Copy out all of the entries below exactly as they appear, leaving out the pictures.

━━ EXTRACTED ENTRIES

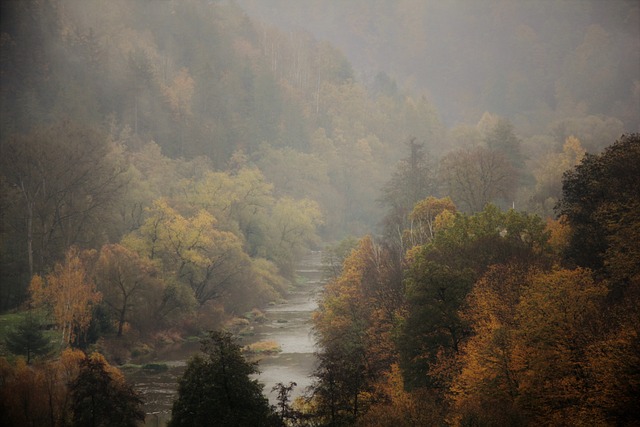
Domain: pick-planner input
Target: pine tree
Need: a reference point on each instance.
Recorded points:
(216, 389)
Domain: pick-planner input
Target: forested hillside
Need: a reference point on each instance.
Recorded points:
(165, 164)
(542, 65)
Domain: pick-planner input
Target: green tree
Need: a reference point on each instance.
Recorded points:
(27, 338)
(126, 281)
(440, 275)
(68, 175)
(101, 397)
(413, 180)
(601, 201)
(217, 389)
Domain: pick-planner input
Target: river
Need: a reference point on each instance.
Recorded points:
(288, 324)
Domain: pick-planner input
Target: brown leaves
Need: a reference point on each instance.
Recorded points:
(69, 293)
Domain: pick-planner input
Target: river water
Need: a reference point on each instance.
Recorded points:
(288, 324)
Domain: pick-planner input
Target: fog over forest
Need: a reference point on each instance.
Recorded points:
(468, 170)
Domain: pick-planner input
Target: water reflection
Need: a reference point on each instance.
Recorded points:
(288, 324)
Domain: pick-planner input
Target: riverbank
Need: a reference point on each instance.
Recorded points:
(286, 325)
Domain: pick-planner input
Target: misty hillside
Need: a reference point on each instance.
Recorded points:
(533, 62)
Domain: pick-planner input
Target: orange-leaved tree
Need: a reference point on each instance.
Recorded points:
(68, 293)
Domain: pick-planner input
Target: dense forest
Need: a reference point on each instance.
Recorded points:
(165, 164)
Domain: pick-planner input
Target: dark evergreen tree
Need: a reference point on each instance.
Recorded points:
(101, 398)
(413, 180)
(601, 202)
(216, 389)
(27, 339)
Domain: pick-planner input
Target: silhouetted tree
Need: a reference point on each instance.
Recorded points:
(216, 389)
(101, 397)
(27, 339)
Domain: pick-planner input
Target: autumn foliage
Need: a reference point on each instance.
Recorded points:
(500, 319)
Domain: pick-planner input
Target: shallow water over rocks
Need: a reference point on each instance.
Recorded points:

━━━━

◆ **RESPONSE BELOW**
Domain: pick-planner input
Target: pine tree
Need: a reference point on each instance.
Recorded points:
(216, 389)
Domain: pick-planner input
Target: forested hillside
Need: a reference point on each instance.
Recorded points:
(165, 164)
(542, 65)
Domain: pick-planner input
Target: green tree
Need: a reference point on each instance.
Recorded points:
(27, 338)
(126, 281)
(440, 275)
(68, 175)
(101, 397)
(413, 180)
(601, 201)
(217, 389)
Domain: pick-planner input
Target: river
Need: a reference point on each instance.
Recorded points:
(288, 324)
Domain: pick-planner input
Target: brown leaves
Need: a reference point on each instance.
Recorded points:
(69, 293)
Domain: pick-planner input
Target: river water
Need: a reference point on each instance.
Recorded points:
(288, 324)
Domain: pick-planner input
Target: fog over forest
Need: a reference point on each instance.
Recorded points:
(468, 170)
Domain: pick-planner input
Target: water reflection
Need: a reference point on each instance.
Recorded points:
(288, 324)
Domain: pick-planner input
Target: riverbank
Need: a reference point on each instance.
Recorded points:
(286, 325)
Domain: pick-planner input
Target: misty hillside
Need: a reference point on each instance.
Recorded points:
(533, 62)
Domain: pick-planner input
Target: orange-leaved tree
Need: a reference point on each instance.
Recorded points:
(68, 293)
Domain: pick-planner input
Target: dense forest
Need: a reference point on each instance.
Recorded points:
(165, 164)
Domain: pick-planner input
Target: dark evergreen tree
Need: a reference point on each instance.
Recorded points:
(101, 398)
(413, 180)
(601, 202)
(216, 389)
(27, 339)
Domain: pick-planner input
Target: silhouetted tree
Need: a reference point on each instance.
Recorded points:
(216, 389)
(101, 397)
(27, 339)
Domain: pick-planner input
Target: autumn foliage
Need: a reference point on each instance.
Recorded points:
(500, 319)
Domain: pick-planner input
Target: shallow water over rocks
Need: a reference point on each instance.
Recorded points:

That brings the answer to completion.